Below is the data. Give it again, complete and exact.

- [Data]
------------------------

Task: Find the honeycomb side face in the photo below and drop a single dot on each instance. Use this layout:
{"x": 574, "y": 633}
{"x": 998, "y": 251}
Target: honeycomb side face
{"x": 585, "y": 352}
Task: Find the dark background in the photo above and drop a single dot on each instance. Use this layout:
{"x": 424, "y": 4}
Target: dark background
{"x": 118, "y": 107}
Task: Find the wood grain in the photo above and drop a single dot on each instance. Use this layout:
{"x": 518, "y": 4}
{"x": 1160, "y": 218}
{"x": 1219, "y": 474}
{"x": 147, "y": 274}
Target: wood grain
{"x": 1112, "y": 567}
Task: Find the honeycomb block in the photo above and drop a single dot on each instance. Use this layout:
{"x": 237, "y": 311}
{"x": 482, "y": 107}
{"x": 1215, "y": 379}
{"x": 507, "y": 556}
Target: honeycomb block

------------------------

- [Answer below]
Task: Find the honeycomb side face in the photo below and drop a single dot on each instance. Use this layout:
{"x": 574, "y": 633}
{"x": 998, "y": 251}
Target: honeycomb side face
{"x": 585, "y": 352}
Task: Find the dark background in the photo above and drop a single dot on each instance. Use this layout:
{"x": 424, "y": 4}
Target: dark background
{"x": 118, "y": 107}
Task: Find the wood grain in the photo above and drop a single dot on each instance. Use this layout:
{"x": 518, "y": 4}
{"x": 1160, "y": 218}
{"x": 1219, "y": 474}
{"x": 147, "y": 274}
Target: wood grain
{"x": 1112, "y": 567}
Task: Find the honeycomb block in the photo above and drop a single dot on each instance. Use this layout:
{"x": 237, "y": 311}
{"x": 482, "y": 107}
{"x": 1215, "y": 379}
{"x": 507, "y": 556}
Target: honeycomb block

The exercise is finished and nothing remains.